- [What you will do]:
Having located "pixel 229 364" in the records below, repeat exactly the line it is on and all subsequent lines, ending with the last.

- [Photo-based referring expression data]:
######

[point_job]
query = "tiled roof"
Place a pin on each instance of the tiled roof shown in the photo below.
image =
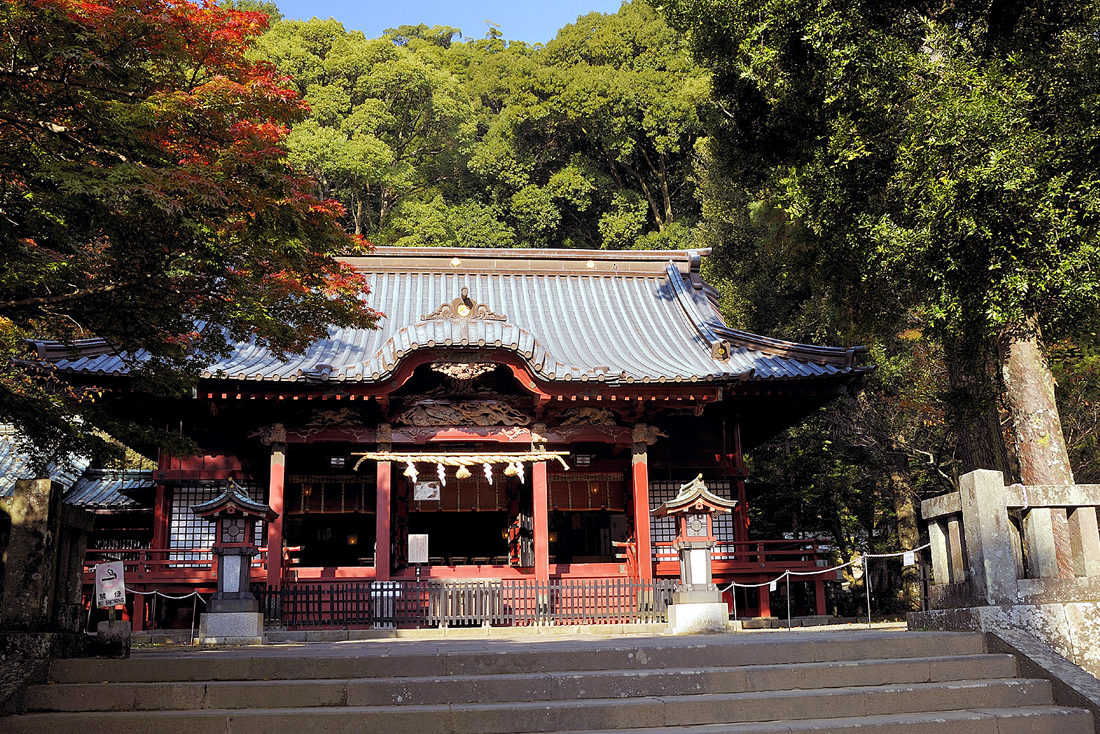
(612, 317)
(83, 486)
(103, 489)
(14, 464)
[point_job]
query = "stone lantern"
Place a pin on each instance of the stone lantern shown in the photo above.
(233, 612)
(696, 604)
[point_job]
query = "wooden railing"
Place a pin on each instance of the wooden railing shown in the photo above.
(175, 566)
(436, 603)
(752, 555)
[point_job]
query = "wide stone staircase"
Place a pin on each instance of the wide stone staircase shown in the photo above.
(834, 681)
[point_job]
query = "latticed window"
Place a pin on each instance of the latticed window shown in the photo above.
(664, 528)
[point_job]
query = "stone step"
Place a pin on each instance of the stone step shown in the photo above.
(499, 688)
(646, 654)
(583, 715)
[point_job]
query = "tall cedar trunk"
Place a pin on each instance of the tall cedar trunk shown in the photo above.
(971, 374)
(909, 536)
(1041, 447)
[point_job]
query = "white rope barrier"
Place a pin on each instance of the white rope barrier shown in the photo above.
(161, 593)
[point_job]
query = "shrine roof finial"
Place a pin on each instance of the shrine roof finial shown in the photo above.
(694, 497)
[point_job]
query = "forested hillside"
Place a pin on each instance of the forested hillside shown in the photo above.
(916, 179)
(431, 139)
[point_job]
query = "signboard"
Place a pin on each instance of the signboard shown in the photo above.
(426, 492)
(418, 549)
(110, 584)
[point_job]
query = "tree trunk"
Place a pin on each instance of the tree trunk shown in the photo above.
(909, 536)
(971, 376)
(1041, 447)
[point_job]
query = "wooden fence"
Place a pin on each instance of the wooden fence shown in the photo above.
(442, 603)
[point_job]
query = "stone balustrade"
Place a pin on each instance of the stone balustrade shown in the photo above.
(996, 562)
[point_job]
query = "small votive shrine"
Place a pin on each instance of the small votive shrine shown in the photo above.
(696, 604)
(233, 612)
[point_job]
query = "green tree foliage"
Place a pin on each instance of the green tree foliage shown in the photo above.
(387, 124)
(430, 140)
(596, 134)
(145, 192)
(939, 159)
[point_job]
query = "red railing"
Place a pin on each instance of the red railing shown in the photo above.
(758, 556)
(174, 566)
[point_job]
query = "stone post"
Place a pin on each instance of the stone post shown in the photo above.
(31, 557)
(988, 537)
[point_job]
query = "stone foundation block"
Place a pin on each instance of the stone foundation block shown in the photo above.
(697, 619)
(231, 628)
(112, 639)
(1070, 630)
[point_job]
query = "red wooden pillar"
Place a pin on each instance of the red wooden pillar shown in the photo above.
(162, 508)
(541, 522)
(162, 518)
(139, 616)
(641, 517)
(275, 527)
(765, 600)
(818, 596)
(741, 512)
(382, 482)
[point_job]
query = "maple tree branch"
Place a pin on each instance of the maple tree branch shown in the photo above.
(64, 297)
(67, 133)
(36, 123)
(32, 74)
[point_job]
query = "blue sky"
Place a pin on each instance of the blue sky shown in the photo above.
(519, 20)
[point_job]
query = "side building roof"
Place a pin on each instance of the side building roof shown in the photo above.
(92, 489)
(611, 317)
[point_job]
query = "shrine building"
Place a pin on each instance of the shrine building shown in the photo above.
(525, 409)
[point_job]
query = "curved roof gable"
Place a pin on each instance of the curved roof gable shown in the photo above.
(615, 317)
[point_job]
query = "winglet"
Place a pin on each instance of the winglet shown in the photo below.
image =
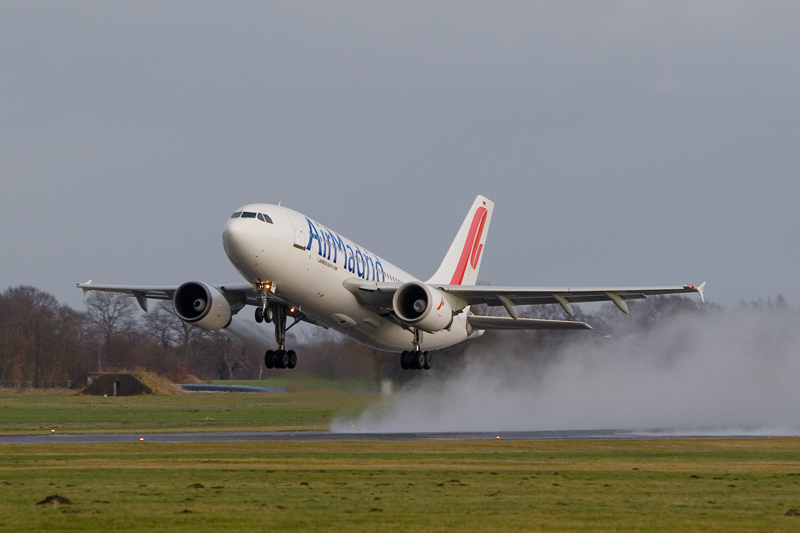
(702, 290)
(85, 289)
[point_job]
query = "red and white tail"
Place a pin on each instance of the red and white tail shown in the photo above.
(463, 259)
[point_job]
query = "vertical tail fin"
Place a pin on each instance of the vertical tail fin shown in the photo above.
(460, 265)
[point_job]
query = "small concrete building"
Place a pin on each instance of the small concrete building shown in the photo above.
(115, 385)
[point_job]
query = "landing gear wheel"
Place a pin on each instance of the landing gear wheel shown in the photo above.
(419, 360)
(282, 359)
(428, 361)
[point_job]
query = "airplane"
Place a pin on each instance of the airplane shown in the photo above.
(297, 268)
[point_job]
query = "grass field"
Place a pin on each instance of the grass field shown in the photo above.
(496, 485)
(309, 405)
(642, 485)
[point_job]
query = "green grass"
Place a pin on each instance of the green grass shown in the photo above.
(300, 382)
(496, 485)
(66, 411)
(646, 485)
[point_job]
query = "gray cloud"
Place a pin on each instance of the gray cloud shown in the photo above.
(624, 143)
(733, 372)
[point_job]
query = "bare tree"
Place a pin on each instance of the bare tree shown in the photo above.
(110, 313)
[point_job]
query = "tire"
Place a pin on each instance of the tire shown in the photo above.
(419, 360)
(283, 359)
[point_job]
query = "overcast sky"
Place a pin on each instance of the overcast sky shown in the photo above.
(623, 142)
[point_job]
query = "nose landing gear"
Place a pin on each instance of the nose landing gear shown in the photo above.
(280, 358)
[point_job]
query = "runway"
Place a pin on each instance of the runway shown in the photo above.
(326, 436)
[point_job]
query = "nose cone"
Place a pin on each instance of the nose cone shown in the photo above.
(240, 243)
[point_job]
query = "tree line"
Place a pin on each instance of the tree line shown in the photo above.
(43, 340)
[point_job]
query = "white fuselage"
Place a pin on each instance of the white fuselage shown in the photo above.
(306, 263)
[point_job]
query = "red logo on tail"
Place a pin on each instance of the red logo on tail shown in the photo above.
(471, 254)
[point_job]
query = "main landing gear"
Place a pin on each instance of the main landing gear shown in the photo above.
(415, 360)
(280, 358)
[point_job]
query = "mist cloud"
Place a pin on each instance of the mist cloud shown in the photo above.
(722, 372)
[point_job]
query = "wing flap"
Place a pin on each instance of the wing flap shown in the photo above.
(497, 296)
(500, 322)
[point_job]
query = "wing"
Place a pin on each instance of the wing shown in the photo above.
(238, 295)
(510, 297)
(378, 297)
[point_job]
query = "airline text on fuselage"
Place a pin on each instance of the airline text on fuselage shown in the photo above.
(340, 251)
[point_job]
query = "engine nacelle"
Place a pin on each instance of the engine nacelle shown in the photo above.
(422, 306)
(202, 305)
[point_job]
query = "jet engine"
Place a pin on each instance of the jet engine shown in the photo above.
(422, 306)
(202, 305)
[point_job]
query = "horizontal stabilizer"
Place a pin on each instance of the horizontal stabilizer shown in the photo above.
(501, 322)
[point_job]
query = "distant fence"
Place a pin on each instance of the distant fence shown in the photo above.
(63, 384)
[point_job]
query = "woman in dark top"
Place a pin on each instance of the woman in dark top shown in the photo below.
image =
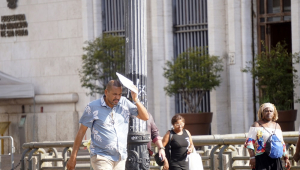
(181, 145)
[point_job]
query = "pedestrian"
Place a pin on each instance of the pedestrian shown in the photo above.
(258, 137)
(296, 156)
(156, 139)
(108, 119)
(180, 145)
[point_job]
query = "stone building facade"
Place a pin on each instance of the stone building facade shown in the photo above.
(49, 56)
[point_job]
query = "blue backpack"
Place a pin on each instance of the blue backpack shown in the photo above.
(274, 147)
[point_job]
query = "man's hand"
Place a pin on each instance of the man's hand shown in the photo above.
(133, 94)
(190, 150)
(296, 157)
(252, 163)
(162, 154)
(71, 163)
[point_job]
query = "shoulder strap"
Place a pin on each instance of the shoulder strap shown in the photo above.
(169, 143)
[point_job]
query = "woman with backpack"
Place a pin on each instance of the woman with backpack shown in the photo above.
(178, 143)
(265, 141)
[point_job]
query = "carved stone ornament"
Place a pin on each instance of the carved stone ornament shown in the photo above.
(12, 4)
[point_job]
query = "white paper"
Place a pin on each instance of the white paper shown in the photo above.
(126, 82)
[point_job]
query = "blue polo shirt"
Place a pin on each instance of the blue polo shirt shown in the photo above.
(109, 127)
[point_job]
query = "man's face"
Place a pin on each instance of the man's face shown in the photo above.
(113, 95)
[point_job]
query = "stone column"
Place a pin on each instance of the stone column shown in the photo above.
(136, 70)
(295, 14)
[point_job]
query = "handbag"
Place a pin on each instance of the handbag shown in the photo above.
(195, 161)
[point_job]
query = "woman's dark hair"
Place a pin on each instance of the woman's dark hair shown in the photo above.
(176, 118)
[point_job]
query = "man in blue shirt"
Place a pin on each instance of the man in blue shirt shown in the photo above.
(108, 120)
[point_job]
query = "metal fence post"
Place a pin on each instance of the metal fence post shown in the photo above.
(136, 70)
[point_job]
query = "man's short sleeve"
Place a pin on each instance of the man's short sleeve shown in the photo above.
(87, 117)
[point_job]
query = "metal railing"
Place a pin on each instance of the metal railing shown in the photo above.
(12, 150)
(217, 152)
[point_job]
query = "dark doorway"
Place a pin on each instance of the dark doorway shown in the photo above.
(280, 32)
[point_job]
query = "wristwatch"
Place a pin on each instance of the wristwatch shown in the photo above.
(136, 101)
(162, 148)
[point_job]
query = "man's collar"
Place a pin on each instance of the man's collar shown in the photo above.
(103, 103)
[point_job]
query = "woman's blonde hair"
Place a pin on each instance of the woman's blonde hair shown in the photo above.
(261, 109)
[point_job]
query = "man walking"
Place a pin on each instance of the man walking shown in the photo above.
(108, 119)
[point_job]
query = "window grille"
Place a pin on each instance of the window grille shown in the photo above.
(190, 30)
(113, 24)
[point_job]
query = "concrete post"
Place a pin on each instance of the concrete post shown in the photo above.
(136, 70)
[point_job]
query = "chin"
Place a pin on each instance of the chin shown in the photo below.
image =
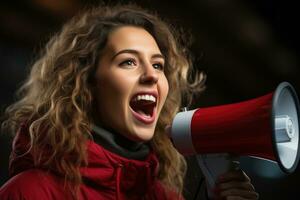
(143, 135)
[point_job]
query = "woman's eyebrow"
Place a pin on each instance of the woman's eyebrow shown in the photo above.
(158, 55)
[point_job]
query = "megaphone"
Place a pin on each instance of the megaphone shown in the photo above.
(266, 127)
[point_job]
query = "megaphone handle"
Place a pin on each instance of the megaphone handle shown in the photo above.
(214, 165)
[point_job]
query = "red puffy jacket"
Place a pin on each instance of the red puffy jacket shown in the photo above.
(107, 176)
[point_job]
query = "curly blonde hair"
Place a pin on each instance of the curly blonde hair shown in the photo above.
(56, 99)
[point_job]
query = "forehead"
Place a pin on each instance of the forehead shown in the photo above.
(130, 37)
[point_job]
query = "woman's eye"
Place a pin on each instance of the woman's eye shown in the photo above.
(128, 63)
(158, 66)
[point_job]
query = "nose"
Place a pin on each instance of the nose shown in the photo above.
(149, 75)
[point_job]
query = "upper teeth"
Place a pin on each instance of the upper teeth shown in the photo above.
(145, 97)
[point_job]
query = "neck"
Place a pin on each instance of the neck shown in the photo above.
(117, 143)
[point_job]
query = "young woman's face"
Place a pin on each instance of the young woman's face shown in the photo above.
(131, 86)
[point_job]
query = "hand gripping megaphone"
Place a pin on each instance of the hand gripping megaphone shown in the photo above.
(266, 127)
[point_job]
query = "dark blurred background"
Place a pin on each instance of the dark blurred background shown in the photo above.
(246, 48)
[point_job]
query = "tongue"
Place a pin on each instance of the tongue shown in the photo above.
(142, 107)
(141, 112)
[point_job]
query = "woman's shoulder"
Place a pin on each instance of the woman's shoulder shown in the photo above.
(32, 184)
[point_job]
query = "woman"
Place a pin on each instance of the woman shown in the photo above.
(90, 121)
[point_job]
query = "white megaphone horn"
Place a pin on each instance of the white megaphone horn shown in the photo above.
(266, 127)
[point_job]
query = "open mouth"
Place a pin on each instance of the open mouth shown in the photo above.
(143, 107)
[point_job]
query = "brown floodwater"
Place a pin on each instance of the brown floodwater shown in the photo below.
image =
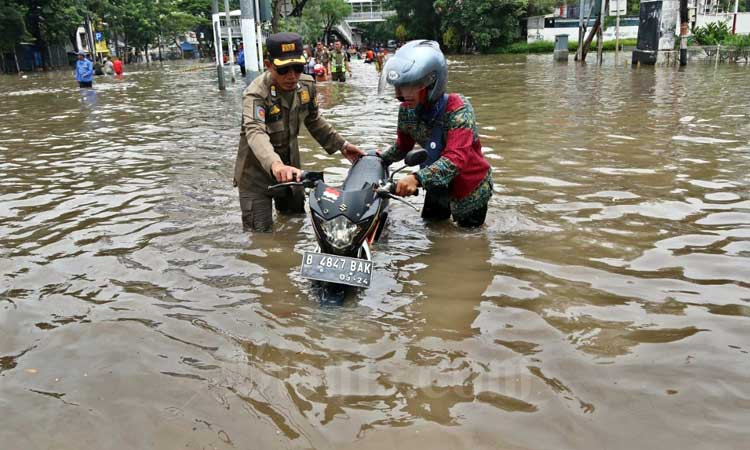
(605, 303)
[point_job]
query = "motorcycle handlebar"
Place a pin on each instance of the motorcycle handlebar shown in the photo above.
(306, 179)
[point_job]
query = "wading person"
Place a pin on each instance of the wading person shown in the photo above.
(322, 56)
(273, 108)
(456, 176)
(339, 63)
(241, 58)
(118, 67)
(84, 71)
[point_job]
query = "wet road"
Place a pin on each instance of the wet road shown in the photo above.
(605, 304)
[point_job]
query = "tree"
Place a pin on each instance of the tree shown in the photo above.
(421, 16)
(318, 15)
(12, 30)
(481, 24)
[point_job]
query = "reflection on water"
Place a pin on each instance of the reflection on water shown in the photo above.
(606, 299)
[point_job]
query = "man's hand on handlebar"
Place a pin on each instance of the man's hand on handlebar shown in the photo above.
(407, 186)
(284, 173)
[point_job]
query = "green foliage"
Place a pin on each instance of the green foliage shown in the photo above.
(451, 41)
(401, 32)
(421, 18)
(12, 27)
(379, 31)
(482, 24)
(317, 19)
(333, 12)
(711, 34)
(549, 47)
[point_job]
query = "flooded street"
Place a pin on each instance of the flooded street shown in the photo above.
(605, 304)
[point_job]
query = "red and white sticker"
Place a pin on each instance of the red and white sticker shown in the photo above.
(331, 194)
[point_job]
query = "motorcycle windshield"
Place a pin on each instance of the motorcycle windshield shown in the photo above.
(357, 205)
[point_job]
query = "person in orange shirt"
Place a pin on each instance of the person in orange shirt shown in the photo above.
(117, 64)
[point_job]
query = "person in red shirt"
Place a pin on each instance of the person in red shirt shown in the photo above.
(456, 176)
(117, 66)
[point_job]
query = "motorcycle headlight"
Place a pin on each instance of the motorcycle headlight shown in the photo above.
(340, 231)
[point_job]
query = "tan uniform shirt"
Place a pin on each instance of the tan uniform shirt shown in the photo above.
(270, 127)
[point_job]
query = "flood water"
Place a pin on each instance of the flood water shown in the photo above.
(605, 304)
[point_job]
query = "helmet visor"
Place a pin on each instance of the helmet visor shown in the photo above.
(397, 72)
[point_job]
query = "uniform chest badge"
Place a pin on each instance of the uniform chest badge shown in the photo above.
(260, 113)
(304, 96)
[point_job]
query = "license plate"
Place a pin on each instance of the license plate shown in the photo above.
(336, 269)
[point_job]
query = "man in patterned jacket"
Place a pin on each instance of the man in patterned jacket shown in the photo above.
(456, 176)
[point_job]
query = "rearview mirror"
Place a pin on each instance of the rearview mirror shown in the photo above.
(416, 157)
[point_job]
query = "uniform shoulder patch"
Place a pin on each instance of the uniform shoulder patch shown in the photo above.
(259, 111)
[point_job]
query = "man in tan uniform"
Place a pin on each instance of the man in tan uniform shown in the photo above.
(273, 107)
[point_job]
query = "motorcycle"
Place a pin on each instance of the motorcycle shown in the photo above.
(347, 221)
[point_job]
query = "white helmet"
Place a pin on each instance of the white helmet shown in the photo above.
(417, 63)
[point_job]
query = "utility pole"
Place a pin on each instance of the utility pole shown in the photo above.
(90, 36)
(217, 44)
(581, 31)
(250, 38)
(684, 19)
(600, 35)
(229, 41)
(617, 31)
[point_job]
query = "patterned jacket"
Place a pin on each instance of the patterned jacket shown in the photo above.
(461, 166)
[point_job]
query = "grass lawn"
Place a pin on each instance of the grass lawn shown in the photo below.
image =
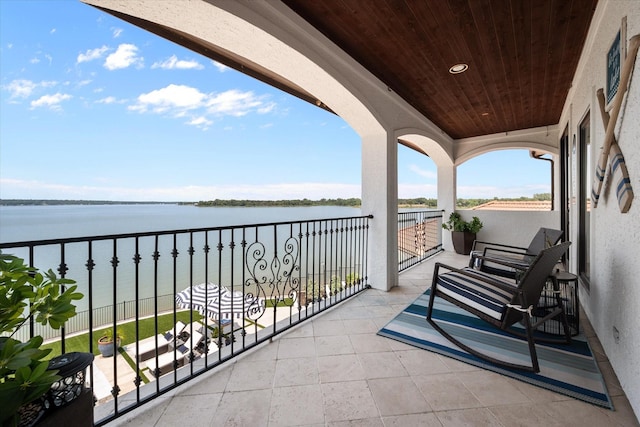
(146, 328)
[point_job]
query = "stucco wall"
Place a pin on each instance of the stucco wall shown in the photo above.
(521, 225)
(613, 300)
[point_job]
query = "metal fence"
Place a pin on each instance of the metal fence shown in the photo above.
(258, 280)
(419, 236)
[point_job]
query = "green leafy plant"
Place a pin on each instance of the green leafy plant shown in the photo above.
(108, 336)
(27, 294)
(456, 223)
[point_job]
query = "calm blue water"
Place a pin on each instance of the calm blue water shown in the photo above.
(22, 223)
(147, 278)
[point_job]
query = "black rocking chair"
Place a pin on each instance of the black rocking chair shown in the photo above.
(500, 302)
(505, 260)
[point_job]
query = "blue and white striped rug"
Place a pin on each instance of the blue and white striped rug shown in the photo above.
(567, 369)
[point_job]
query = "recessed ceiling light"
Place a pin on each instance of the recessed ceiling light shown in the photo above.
(458, 68)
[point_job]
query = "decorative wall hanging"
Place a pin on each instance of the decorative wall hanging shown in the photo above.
(609, 138)
(617, 167)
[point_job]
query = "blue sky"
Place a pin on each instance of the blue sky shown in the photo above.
(94, 108)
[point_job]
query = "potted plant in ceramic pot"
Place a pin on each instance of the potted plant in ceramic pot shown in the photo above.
(463, 233)
(108, 343)
(27, 294)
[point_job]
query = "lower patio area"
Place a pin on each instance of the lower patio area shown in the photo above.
(334, 370)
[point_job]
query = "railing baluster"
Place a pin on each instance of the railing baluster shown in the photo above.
(298, 265)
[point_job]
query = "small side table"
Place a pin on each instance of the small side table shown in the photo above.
(568, 287)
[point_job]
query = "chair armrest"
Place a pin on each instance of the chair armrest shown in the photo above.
(474, 274)
(497, 245)
(515, 264)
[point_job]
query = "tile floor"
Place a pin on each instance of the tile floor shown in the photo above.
(335, 371)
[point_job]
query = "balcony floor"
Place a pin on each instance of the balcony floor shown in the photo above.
(335, 371)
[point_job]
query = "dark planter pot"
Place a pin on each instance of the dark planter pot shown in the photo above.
(462, 241)
(108, 347)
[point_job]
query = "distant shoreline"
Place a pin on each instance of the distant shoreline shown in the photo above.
(53, 202)
(418, 203)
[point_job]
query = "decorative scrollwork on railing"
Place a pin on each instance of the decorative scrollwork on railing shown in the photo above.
(274, 280)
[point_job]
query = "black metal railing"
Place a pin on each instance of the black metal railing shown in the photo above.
(419, 237)
(257, 281)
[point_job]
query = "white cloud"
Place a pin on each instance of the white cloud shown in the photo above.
(24, 88)
(221, 67)
(20, 88)
(269, 107)
(234, 103)
(173, 63)
(181, 101)
(92, 54)
(173, 98)
(424, 173)
(24, 189)
(107, 100)
(200, 122)
(50, 101)
(125, 56)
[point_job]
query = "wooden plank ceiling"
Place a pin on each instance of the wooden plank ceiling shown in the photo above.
(522, 55)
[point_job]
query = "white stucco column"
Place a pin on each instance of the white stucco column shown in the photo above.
(380, 198)
(447, 198)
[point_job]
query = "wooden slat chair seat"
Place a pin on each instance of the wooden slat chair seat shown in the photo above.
(500, 302)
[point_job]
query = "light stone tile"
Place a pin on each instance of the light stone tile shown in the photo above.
(204, 406)
(359, 326)
(297, 405)
(369, 343)
(325, 327)
(456, 365)
(468, 417)
(537, 394)
(304, 330)
(252, 375)
(146, 416)
(446, 392)
(242, 408)
(524, 415)
(265, 351)
(212, 382)
(300, 371)
(413, 420)
(398, 396)
(574, 412)
(343, 367)
(491, 388)
(623, 414)
(291, 348)
(367, 422)
(356, 312)
(610, 379)
(382, 365)
(331, 345)
(349, 400)
(421, 362)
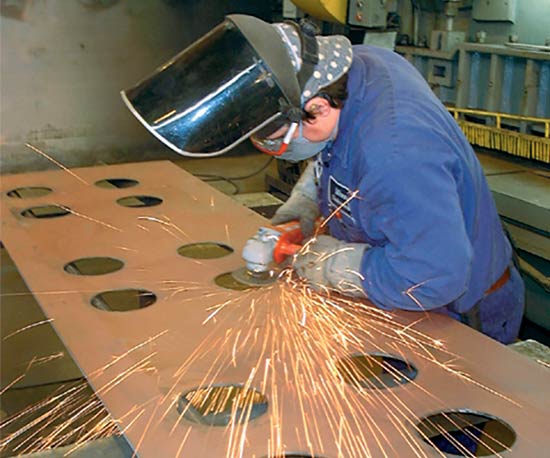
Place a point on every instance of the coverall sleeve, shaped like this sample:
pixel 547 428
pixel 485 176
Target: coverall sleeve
pixel 426 261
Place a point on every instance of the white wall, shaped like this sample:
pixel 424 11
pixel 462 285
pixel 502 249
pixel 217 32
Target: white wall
pixel 63 64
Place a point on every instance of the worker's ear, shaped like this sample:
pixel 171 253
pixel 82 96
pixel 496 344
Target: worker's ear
pixel 318 107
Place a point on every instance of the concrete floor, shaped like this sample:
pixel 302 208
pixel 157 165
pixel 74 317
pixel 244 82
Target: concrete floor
pixel 18 308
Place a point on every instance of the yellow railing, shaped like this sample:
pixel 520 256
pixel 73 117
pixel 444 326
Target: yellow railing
pixel 499 138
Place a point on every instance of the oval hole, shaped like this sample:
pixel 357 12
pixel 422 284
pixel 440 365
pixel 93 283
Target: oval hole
pixel 93 266
pixel 139 201
pixel 222 404
pixel 45 211
pixel 116 183
pixel 466 433
pixel 29 192
pixel 227 281
pixel 204 250
pixel 123 300
pixel 376 370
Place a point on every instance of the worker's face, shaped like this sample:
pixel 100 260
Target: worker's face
pixel 320 127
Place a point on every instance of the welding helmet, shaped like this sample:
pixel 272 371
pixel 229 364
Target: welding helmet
pixel 238 79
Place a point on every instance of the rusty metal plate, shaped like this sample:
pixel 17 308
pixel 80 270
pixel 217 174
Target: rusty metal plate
pixel 186 332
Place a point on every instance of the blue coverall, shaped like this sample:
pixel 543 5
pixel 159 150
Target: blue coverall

######

- [Exercise answer]:
pixel 229 364
Target: welding helmet
pixel 238 79
Place a point on every instance of the rusty metal plate, shaped like this sample:
pixel 17 308
pixel 80 270
pixel 217 174
Target: rusty metal plate
pixel 186 332
Place a point on every instance of the blue coverall, shaped like this sample:
pixel 543 5
pixel 159 150
Target: blue coverall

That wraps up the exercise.